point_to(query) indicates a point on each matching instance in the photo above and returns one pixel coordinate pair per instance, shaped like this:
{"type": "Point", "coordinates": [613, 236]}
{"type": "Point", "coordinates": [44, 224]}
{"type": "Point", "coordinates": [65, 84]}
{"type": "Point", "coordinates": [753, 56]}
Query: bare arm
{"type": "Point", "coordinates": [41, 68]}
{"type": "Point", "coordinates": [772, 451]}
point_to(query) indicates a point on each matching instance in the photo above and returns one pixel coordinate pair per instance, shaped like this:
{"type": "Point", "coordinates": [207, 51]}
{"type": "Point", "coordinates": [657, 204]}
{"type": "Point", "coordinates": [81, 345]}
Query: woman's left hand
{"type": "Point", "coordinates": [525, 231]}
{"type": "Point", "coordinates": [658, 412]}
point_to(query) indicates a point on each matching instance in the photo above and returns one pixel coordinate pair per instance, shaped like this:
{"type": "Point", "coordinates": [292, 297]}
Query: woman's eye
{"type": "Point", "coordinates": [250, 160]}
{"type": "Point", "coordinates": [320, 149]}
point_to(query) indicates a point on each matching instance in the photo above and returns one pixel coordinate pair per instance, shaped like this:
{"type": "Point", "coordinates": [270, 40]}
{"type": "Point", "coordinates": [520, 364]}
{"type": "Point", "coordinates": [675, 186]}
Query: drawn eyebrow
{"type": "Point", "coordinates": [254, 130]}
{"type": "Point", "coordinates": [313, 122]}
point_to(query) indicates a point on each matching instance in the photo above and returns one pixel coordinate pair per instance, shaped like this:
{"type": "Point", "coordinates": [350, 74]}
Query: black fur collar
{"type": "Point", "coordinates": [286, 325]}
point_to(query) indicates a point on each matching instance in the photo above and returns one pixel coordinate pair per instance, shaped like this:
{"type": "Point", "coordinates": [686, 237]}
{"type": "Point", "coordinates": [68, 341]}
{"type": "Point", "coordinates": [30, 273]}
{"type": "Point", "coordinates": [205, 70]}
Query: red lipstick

▸ Problem
Reproduce every line above without error.

▸ Solution
point_to(query) indicates a point on each matching instance in the photo above and returns one pixel coordinate pair per instance, shaped like this:
{"type": "Point", "coordinates": [613, 236]}
{"type": "Point", "coordinates": [44, 224]}
{"type": "Point", "coordinates": [65, 84]}
{"type": "Point", "coordinates": [753, 56]}
Query: bare arm
{"type": "Point", "coordinates": [41, 68]}
{"type": "Point", "coordinates": [772, 451]}
point_to(query) indicates a point on each matching instance in the photo above and returns one pixel coordinate pair per instance, shaped like this:
{"type": "Point", "coordinates": [207, 51]}
{"type": "Point", "coordinates": [657, 204]}
{"type": "Point", "coordinates": [81, 345]}
Query: woman's left hand
{"type": "Point", "coordinates": [525, 231]}
{"type": "Point", "coordinates": [658, 412]}
point_to(query) indicates a point on each matching instance in the photo above and returns one pixel coordinate pair per instance, shaped like this:
{"type": "Point", "coordinates": [292, 297]}
Query: woman's eye
{"type": "Point", "coordinates": [250, 160]}
{"type": "Point", "coordinates": [320, 149]}
point_to(query) indicates a point on each matching instance in the photo above and returns one pixel coordinate pair per instance, shaped like this:
{"type": "Point", "coordinates": [270, 40]}
{"type": "Point", "coordinates": [520, 364]}
{"type": "Point", "coordinates": [675, 186]}
Query: drawn eyebrow
{"type": "Point", "coordinates": [254, 130]}
{"type": "Point", "coordinates": [313, 122]}
point_to(query) indicates a point on each matching instance in the photo above and returns one pixel coordinate pair per instance, shaped like this:
{"type": "Point", "coordinates": [350, 74]}
Query: black fur collar
{"type": "Point", "coordinates": [286, 325]}
point_to(query) indicates a point on each matching instance in the photo above and returns one pixel coordinate pair per instance, shaped like this:
{"type": "Point", "coordinates": [686, 237]}
{"type": "Point", "coordinates": [68, 341]}
{"type": "Point", "coordinates": [30, 273]}
{"type": "Point", "coordinates": [205, 70]}
Query: red lipstick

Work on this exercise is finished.